№7, 1971/Мастерство писателя

Сказки реалиста и реализм сказочника

Очень многие писатели, прежде всего писатели-прозаики, обращались к сказкам, дополняя их или сокращая, творчески перерабатывая.

Каждый при этом выбирал те, к которым у него была потребность приложить себя, которые отвечали смыслу его собственного творчества, звучанию его голоса.

Сказка дает для такого выбора огромный простор. Она ведь распространяется от анекдота и прибаутки до народного эпоса, до философии существования народа.

В прошлом году снова вышел в свет сборник русских народных сказок «Волшебное кольцо», которые «пересказал» Андрей Платонов.

Что же выбрал Андрей Платонов для «пересказа»?

Что говорит этот выбор о нем самом?

Его внимание привлекли прежде всего те сказки, содержание которых касается трагической, очень жестокой и бескомпромиссной борьбы добра и зла, подлинной мудрости с воинственным заблуждением.

В них нет и следа той сглаженности, которая рассчитана иногда на милых деток, а иногда и на милых взрослых.

Здесь рубят головы и руки и живое тело свертывают в петлю или рассыпают на части, здесь носители добра и не думают изображать ангелов – то и дело они сами заблуждаются, они обидчивы, а отчасти и легковерны, поддаются подстрекательствам злодеев, и хотя мы всегда на стороне добрых, однако же далеко не всегда и не все их поступки можем одобрить.

Потому что эти поступки тоже не безупречны, в этих поступках надо еще разобраться, они могут вызвать и недоумение, даже – осуждение.

Финист – ясный сокол, когда летел на свидание к милой своей Марьюшке, оцарапался об острые осколки-иголки, которые вставили в окно недобрые и завистливые Марьюшкины сестры, и сильно обиделся.

Обиделся и заявил:

«Прощай, моя красная девица! Коли нужен я тебе, ты найдешь меня, хоть и далеко я буду! А прежде того, идучи ко мне, ты башмаков железных три пары износишь, трое посохов чугунных о траву подорожную сотрешь, три хлеба каменных изглодаешь».

▸ **ИСХОДНЫЕ СТРОКИ**:
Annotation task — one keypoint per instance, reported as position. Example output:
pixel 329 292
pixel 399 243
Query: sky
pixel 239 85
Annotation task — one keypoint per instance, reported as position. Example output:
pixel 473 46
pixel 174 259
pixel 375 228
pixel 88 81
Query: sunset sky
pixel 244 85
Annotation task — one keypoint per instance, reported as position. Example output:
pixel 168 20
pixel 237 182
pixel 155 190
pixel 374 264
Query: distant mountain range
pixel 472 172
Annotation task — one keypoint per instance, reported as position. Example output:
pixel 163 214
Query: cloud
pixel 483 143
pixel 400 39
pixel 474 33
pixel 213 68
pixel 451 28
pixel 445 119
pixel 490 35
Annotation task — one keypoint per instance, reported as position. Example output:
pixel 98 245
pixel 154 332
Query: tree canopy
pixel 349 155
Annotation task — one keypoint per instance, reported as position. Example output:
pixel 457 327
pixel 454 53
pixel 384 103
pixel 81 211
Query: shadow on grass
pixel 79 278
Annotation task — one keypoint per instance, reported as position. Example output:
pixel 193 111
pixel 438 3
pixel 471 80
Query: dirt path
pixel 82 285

▸ **ЗАДАНИЕ**: Продублируйте без изменений часть отрывка о сказках в пересказе Платонова, начиная с «Потому что эти» и до «и сильно обиделся.» включительно.

▸ **ОТВЕТ НИЖЕ**:
Потому что эти поступки тоже не безупречны, в этих поступках надо еще разобраться, они могут вызвать и недоумение, даже – осуждение.

Финист – ясный сокол, когда летел на свидание к милой своей Марьюшке, оцарапался об острые осколки-иголки, которые вставили в окно недобрые и завистливые Марьюшкины сестры, и сильно обиделся.